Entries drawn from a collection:
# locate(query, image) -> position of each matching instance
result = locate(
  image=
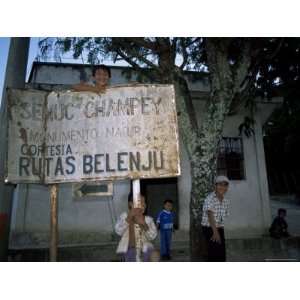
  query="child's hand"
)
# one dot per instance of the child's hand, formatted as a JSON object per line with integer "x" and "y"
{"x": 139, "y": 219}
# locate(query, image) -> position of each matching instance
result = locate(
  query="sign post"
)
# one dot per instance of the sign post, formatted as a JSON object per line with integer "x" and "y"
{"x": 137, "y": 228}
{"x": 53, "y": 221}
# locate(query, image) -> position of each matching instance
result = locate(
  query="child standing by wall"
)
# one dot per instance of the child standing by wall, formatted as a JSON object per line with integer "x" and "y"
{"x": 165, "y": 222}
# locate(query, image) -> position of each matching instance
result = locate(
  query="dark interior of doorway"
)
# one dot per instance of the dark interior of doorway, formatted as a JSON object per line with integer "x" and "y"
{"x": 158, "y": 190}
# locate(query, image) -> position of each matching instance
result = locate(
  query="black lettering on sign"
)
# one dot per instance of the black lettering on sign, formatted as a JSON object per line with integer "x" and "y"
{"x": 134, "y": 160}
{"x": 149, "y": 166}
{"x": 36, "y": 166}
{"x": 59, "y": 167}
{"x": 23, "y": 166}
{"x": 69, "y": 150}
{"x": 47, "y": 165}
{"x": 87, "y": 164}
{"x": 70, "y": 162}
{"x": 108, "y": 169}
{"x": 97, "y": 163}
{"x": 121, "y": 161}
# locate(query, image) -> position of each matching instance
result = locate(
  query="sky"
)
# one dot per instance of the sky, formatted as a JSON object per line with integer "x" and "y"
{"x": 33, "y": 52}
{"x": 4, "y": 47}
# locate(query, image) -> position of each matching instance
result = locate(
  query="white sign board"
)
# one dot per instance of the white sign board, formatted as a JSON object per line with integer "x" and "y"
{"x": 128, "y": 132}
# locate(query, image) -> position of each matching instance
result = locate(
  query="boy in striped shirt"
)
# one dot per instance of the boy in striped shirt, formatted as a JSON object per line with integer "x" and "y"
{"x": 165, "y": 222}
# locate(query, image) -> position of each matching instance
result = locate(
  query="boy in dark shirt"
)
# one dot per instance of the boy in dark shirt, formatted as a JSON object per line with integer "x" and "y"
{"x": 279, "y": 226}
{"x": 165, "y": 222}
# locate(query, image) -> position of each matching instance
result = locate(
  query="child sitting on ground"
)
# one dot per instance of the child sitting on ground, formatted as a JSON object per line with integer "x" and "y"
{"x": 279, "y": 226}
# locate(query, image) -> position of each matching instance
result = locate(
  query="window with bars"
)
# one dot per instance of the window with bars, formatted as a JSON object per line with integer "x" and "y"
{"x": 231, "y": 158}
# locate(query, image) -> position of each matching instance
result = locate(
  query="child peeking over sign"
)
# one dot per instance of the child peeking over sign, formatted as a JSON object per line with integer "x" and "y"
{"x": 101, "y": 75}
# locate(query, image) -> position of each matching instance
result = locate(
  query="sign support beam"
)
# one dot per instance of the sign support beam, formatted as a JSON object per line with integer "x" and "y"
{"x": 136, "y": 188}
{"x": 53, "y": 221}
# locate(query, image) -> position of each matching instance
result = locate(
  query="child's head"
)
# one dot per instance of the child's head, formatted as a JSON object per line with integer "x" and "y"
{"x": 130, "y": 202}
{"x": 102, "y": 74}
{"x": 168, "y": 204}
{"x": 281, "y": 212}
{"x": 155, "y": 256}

==

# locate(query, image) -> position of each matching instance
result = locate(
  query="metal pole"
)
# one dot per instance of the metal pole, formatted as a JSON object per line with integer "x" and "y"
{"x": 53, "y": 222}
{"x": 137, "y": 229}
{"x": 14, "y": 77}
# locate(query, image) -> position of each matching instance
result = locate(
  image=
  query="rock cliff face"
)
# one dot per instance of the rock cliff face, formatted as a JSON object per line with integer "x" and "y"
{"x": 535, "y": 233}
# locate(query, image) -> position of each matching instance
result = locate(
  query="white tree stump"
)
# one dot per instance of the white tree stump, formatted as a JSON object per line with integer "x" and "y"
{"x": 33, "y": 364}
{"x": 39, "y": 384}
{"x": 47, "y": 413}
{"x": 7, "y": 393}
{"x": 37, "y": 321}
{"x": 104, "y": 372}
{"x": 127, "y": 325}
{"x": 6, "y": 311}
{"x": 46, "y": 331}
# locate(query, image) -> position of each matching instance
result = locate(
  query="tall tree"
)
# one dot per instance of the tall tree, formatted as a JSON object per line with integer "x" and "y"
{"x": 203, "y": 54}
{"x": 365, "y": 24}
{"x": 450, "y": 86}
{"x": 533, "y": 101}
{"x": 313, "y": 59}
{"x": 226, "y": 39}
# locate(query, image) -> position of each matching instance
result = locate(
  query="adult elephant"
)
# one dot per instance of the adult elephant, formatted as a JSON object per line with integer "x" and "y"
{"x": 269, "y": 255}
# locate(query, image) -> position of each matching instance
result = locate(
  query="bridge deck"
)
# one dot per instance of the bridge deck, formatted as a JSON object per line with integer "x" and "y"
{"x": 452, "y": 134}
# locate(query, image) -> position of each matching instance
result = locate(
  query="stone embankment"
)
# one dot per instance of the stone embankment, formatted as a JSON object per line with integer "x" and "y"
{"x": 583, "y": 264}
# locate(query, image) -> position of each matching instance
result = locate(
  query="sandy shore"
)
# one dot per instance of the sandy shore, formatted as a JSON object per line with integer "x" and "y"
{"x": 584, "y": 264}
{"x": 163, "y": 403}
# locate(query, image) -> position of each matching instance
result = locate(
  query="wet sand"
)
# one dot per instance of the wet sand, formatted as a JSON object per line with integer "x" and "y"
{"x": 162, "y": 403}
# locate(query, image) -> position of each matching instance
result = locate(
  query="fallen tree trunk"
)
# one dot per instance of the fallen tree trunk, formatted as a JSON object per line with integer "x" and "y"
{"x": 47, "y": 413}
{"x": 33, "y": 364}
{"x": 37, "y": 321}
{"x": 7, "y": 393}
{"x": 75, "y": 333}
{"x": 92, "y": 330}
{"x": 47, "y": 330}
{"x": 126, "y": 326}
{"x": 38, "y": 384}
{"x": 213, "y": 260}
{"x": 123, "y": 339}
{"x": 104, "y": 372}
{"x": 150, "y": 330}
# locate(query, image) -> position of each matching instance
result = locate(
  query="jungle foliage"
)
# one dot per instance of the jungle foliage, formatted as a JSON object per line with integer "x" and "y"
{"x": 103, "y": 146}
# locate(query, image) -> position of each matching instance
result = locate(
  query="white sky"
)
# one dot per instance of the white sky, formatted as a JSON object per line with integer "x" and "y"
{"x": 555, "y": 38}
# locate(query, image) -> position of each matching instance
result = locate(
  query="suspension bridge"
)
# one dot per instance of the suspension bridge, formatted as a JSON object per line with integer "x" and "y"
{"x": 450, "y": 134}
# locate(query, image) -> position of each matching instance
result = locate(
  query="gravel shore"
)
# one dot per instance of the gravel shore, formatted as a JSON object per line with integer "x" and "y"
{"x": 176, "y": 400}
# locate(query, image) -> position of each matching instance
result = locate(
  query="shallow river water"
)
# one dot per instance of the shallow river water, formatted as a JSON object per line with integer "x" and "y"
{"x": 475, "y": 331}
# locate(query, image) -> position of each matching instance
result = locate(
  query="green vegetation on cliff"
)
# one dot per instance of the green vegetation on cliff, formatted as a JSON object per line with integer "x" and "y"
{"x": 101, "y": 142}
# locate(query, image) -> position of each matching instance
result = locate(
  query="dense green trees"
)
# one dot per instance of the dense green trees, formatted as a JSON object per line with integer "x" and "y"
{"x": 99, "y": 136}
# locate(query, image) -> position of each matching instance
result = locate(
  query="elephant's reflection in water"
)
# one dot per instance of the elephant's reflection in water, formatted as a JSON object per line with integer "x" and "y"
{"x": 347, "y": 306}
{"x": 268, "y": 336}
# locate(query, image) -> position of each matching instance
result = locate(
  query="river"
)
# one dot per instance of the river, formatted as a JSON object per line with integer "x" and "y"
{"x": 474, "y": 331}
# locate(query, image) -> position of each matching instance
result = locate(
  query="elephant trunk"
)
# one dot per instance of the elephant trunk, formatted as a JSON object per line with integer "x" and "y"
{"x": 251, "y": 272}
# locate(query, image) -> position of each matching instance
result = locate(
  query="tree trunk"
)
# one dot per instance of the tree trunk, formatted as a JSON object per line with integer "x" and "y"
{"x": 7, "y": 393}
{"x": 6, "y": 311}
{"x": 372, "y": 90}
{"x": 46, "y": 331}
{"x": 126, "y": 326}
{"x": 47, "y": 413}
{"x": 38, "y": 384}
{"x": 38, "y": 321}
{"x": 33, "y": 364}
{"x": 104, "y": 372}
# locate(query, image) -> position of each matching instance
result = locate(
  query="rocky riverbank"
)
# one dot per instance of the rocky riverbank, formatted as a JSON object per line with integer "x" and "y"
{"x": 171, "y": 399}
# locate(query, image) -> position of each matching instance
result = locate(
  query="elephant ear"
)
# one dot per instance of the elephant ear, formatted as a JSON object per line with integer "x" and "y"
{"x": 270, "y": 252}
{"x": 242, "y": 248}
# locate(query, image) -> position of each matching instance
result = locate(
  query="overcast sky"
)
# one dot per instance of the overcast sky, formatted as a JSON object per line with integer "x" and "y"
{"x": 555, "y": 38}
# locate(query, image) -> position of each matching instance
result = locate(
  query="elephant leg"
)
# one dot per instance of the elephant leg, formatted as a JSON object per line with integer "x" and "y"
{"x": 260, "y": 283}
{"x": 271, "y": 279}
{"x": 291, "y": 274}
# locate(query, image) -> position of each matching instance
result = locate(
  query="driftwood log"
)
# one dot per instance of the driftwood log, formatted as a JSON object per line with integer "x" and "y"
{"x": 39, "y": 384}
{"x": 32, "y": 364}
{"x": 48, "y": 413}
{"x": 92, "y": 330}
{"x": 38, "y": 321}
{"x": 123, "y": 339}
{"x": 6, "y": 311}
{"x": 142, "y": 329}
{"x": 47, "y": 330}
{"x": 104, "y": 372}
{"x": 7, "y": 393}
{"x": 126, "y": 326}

● **Task**
How many of the lines above contain the string "pole"? Reply with only the number.

● **Solution below**
2